I received an email from him today on the Western response to the situation in Ukraine and obtained his permission to post it. Dr. Bailey writes:

Granted that hypocrisy is the mother’s milk of both domestic and international politics, but the outcry from Europe and the United States over the Russian seizure of Crimea really is beyond the pale.
The current provisional Ukrainian government is the product of a coup d’état.
Crimea was transferred to Ukraine in 1953 by Khruschchev (who was born in Ukraine) without asking anyone in the Crimea whether they wanted to be transferred or not.  Even former Soviet General Secretary Gorbachev stated, “…Crimea was merged with Ukraine…without asking the people and now the people are correcting that mistake.  This should be welcomed rather than declaring sanction.”
Russia will have no more access to the Mediterranean from Crimea now than it already had under its long-term lease on the naval base in Sevastopol.
As to forceful detachment of territory from a sovereign state, Kosovo was separated from Serbia through the U.S. and European bombing of Serbia until the Serbs agreed.

§ Given material:
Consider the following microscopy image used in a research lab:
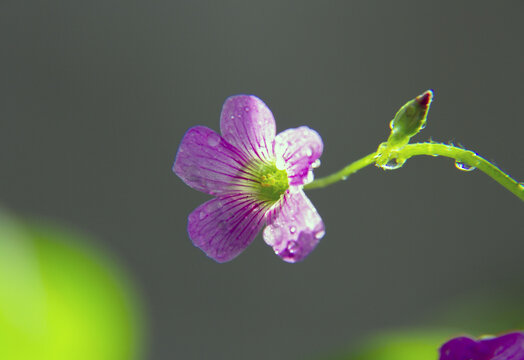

§ Required work:
a) In the Crimea email, what is the current provisional Ukrainian government said to be the product of?
b) Write the next part of the Crimea email, starting after its final sentence.
You won't need the material for anything here.

§ Responses for each task:
a) A coup d'état.

b)
Finally, despite fierce rhetorical condemnation of the Russian takeover, the sanctions applied with much fanfare are so weak as to be ludicrous and are taken as such by the Russian government.  Russia has much more leverage over Europe than Europe has over Russia.  If Russia were to place an embargo on oil and particularly gas exports to Europe, the Europeans would run out of reserves in two months and then the European economy would shut down.  Russia, in contrast, would merely lose $7.5 billion of revenues.  U.S.-Russian trade is tiny so that trade sanctions by the U.S. would be meaningless.
 As to possible financial sanctions, Russian officials are prohibited from having assets abroad in any case, so that the “freezing” of their assets in the U.S. amounts to nothing at all, despite the monumentally exaggerated declaration of a  “state of emergency” and incredibly weak sanctions taken as a result of a threat to the “national security”.  In response, Russia is reported to have withdrawn $100bn in U.D. treasury bonds.  As to the Europeans, their assets in Russia are three times Russian assets in Europe.
In other words, all the trade and financial leverage is on the side of Russia, not the West.
But most significantly, and a perfect illustration of what may result when the various effects of policies adopted and measures taken are not properly calculated, the reaction of Europe and the U.S. to the Russian takeover of Crimea ensures no Russian cooperation on any meaningful agreement with Iran concerning their plans to achieve the means to produce nuclear weapons.  Indeed, Russia has just agreed to provide Iran with another nuclear power plant.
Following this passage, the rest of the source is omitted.